▸ Selected extract:
################
After Travis d’Arnaud suffered a thumb injury that kept him out of action for nearly three months, the Atlanta Braves were forced to piece together the catcher position. The same day d’Arnaud was placed on the Injured List, his backup Alex Jackson, also hit the IL with a strained hamstring. The Braves relied on rookie William Contreras for a long stretch while shuffling veteran options in and out of the mix. One of those veterans was Jonathan Lucroy, who had a short stay in Atlanta but an eventful 2021 season.
Lucroy actually went to Spring Training with the Chicago White Sox but was released at the end of March. He then latched on with the Washington Nationals, who were dealing with injuries to both of their regular catchers, Yan Gomes and Alex Avila. Lucroy appeared in five games for the Nationals and went 5-for-14, hitting a double off Drew Smyly in the process. After Gomes and Avila returned, Lucroy was again left searching for an opportunity. He signed a minor league deal with the Braves on May 16 and appeared in his first game for Gwinnett two days later.
I don’t think there were any real expectations for Lucroy at this point, as he was just trying to further his career. Given that he’s been mostly replacement level or worse going back to the 2017 season, there wasn’t any real reason to figure he would produce anything at all. That he was unable to stick with a Major League club was probably frustrating for him because he put up good numbers in a tiny sample.
2021 Season results
Lucroy spent the rest of May and all of June with Gwinnett. He appeared in 31 games hitting .220/.351/.330 in 114 plate appearances. With Contreras struggling, the Braves selected Lucroy’s contract on July 7 and paired him with Kevan Smith. He appeared in two games with Atlanta going 2-for-5 at the plate with three walks before he was designated for assignment again on July 17 to make room for Stephen Vogt. Atlanta outrighted him to Gwinnett on July 21 and he elected free agency the next day.
Jonathan Lucroy 2021 Stats
|2-Tms - 7||.316||.409||.368||13.0||17.4||118||.351||.290|
|GWN - 31||.220||.351||.330||14.9||17.5||91||.317||----|
Strangely enough, this wouldn’t be the last the Braves would see of Lucroy who was tabbed to throw out the first pitch of Game 2 of the NLDS in Milwaukee.
A 2021 Brave (Jonathan Lucroy) is throwing a ceremonial first pitch to a 2021 Brewer (John Axford).— Adam McCalvy (@AdamMcCalvy) October 9, 2021
What went right? What went wrong?
################
▸ What the task requires: Translate this sentence from the article on Jonathan Lucroy's 2021 season into Spanish: "Lucroy spent the rest of May and all of June with Gwinnett."

(Bounding-box records)
################
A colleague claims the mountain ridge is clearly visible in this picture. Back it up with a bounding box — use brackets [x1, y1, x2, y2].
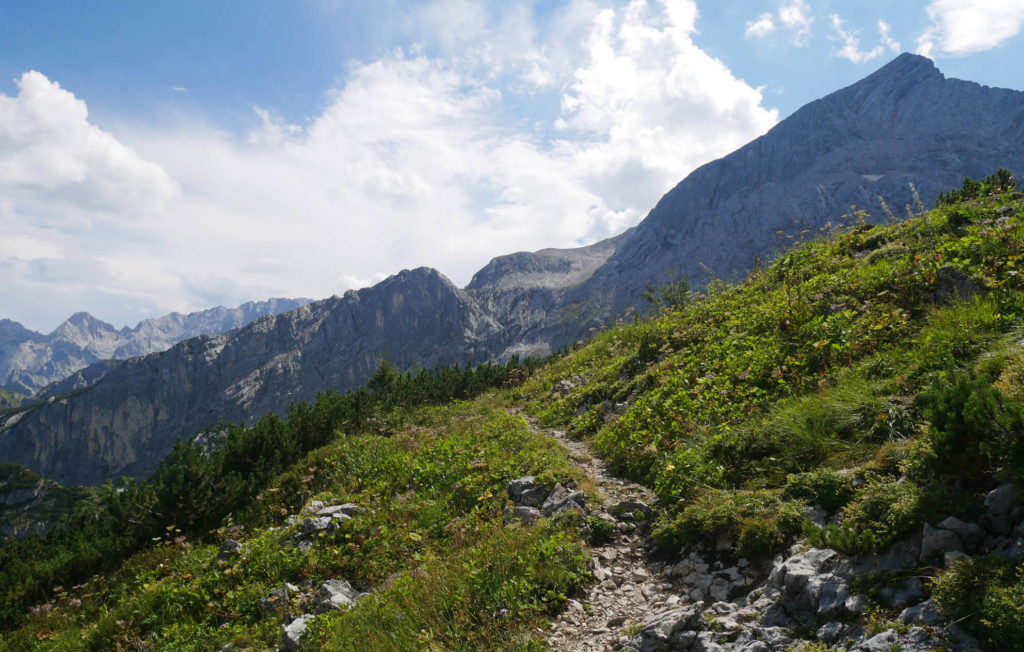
[0, 298, 310, 394]
[0, 54, 1024, 484]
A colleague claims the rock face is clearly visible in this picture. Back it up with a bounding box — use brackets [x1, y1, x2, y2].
[0, 299, 309, 394]
[0, 54, 1024, 483]
[0, 464, 85, 539]
[0, 268, 502, 484]
[552, 54, 1024, 334]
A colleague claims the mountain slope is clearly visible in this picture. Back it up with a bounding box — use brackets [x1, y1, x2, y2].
[0, 180, 1024, 652]
[0, 54, 1024, 484]
[552, 54, 1024, 337]
[0, 299, 308, 394]
[0, 268, 502, 484]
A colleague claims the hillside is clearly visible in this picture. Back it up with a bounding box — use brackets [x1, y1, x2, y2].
[0, 175, 1024, 651]
[0, 299, 309, 395]
[0, 54, 1024, 484]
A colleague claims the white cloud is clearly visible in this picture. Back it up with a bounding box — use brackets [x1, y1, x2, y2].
[0, 71, 177, 211]
[743, 0, 814, 47]
[879, 19, 903, 52]
[918, 0, 1024, 56]
[0, 0, 777, 325]
[778, 0, 814, 47]
[829, 13, 900, 63]
[743, 13, 775, 38]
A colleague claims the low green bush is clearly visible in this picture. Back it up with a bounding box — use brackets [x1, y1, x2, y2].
[932, 556, 1024, 652]
[782, 469, 854, 512]
[652, 489, 803, 559]
[840, 470, 922, 548]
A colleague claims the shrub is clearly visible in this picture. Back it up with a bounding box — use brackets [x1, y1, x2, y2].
[782, 469, 854, 512]
[840, 478, 922, 548]
[804, 522, 879, 555]
[922, 371, 1024, 478]
[932, 557, 1024, 650]
[652, 489, 803, 559]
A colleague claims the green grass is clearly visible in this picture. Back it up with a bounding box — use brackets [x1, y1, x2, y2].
[2, 178, 1024, 650]
[5, 396, 588, 650]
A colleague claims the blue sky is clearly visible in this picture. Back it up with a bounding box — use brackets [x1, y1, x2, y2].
[0, 0, 1024, 331]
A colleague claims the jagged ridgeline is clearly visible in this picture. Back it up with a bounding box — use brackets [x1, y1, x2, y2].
[0, 176, 1024, 650]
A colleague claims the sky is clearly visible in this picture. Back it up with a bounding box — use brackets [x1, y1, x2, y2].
[0, 0, 1024, 332]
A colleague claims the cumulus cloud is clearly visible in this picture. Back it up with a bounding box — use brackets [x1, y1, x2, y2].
[829, 13, 900, 63]
[778, 0, 814, 47]
[0, 0, 777, 333]
[743, 0, 814, 47]
[918, 0, 1024, 56]
[743, 13, 775, 38]
[0, 71, 177, 210]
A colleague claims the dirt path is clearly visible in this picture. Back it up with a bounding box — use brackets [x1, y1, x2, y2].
[526, 417, 685, 652]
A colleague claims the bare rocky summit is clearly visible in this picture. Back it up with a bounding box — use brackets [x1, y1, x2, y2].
[0, 54, 1024, 484]
[0, 299, 309, 394]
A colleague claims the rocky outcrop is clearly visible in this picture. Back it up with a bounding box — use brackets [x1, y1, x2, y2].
[539, 54, 1024, 338]
[0, 464, 85, 539]
[0, 54, 1024, 484]
[0, 299, 309, 395]
[0, 268, 502, 484]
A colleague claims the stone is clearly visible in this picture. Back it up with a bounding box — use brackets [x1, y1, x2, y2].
[982, 484, 1021, 535]
[281, 613, 316, 652]
[541, 482, 586, 516]
[932, 265, 982, 304]
[217, 538, 242, 562]
[316, 503, 367, 518]
[889, 573, 925, 609]
[638, 605, 703, 652]
[936, 516, 985, 550]
[815, 620, 843, 644]
[8, 53, 1024, 493]
[899, 600, 943, 626]
[852, 537, 921, 573]
[505, 475, 548, 507]
[985, 483, 1020, 515]
[257, 586, 288, 618]
[302, 516, 337, 536]
[918, 523, 964, 564]
[942, 550, 970, 568]
[316, 579, 359, 610]
[502, 505, 541, 525]
[608, 499, 650, 518]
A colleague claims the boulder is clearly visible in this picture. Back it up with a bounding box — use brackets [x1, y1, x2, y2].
[316, 503, 367, 518]
[502, 505, 541, 525]
[936, 516, 985, 550]
[505, 475, 548, 507]
[217, 538, 242, 562]
[637, 605, 703, 652]
[918, 523, 964, 564]
[982, 484, 1021, 534]
[541, 482, 586, 516]
[281, 613, 316, 652]
[316, 579, 360, 611]
[257, 586, 288, 618]
[899, 600, 943, 626]
[302, 516, 337, 536]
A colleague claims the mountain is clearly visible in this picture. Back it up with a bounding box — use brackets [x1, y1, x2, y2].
[0, 54, 1024, 484]
[0, 299, 309, 394]
[0, 268, 502, 484]
[539, 54, 1024, 339]
[0, 182, 1024, 652]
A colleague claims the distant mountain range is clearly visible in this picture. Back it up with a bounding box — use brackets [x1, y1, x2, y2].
[0, 54, 1024, 484]
[0, 299, 310, 394]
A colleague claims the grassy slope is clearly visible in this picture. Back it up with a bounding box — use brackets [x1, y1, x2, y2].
[4, 182, 1024, 650]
################
▸ Result of the exercise: Lucroy pasó el resto de mayo y todo junio con Gwinnett.